── Data lines ──

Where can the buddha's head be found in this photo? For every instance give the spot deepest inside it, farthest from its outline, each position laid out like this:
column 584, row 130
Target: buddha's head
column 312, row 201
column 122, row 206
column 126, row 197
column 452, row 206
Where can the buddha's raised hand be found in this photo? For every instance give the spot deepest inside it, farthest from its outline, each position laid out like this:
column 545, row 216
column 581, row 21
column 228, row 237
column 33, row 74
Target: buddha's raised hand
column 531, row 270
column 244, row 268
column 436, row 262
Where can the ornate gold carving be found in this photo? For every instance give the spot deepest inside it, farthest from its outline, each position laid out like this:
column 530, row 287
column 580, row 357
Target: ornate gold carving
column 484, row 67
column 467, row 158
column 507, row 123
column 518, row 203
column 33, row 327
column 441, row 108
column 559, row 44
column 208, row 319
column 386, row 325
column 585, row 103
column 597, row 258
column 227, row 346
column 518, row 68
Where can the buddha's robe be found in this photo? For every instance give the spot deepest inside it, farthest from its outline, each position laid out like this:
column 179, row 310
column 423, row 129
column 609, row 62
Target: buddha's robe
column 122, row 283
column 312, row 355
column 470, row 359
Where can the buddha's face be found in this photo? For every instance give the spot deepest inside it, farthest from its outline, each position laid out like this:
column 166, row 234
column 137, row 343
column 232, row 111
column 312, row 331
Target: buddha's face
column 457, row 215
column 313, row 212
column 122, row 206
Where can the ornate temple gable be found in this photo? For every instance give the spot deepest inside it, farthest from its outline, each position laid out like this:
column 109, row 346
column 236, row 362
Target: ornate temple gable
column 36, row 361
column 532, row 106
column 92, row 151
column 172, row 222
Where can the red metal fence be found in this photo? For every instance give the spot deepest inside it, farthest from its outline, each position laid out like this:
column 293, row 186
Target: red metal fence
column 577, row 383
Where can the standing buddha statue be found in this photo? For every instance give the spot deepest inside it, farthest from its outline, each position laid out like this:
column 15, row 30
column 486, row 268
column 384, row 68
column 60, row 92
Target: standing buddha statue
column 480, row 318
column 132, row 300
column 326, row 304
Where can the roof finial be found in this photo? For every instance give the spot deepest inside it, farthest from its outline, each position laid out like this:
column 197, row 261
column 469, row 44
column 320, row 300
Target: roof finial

───

Task requirements:
Copy out the lines above word for word, from the very first line down to and including the line that contains "column 436, row 262".

Expected output:
Where can the buddha's head be found in this photo? For every instance give the spot deepest inside it, farthest from its outline, each position laid out like this:
column 584, row 130
Target: buddha's head
column 312, row 201
column 122, row 206
column 126, row 197
column 452, row 206
Where can the buddha's raised hand be found in this photo? For every instance give the spot deepest inside it, farthest from its outline, each position laid out like this:
column 545, row 216
column 581, row 21
column 228, row 237
column 33, row 74
Target: buddha's raised hand
column 531, row 270
column 244, row 268
column 436, row 262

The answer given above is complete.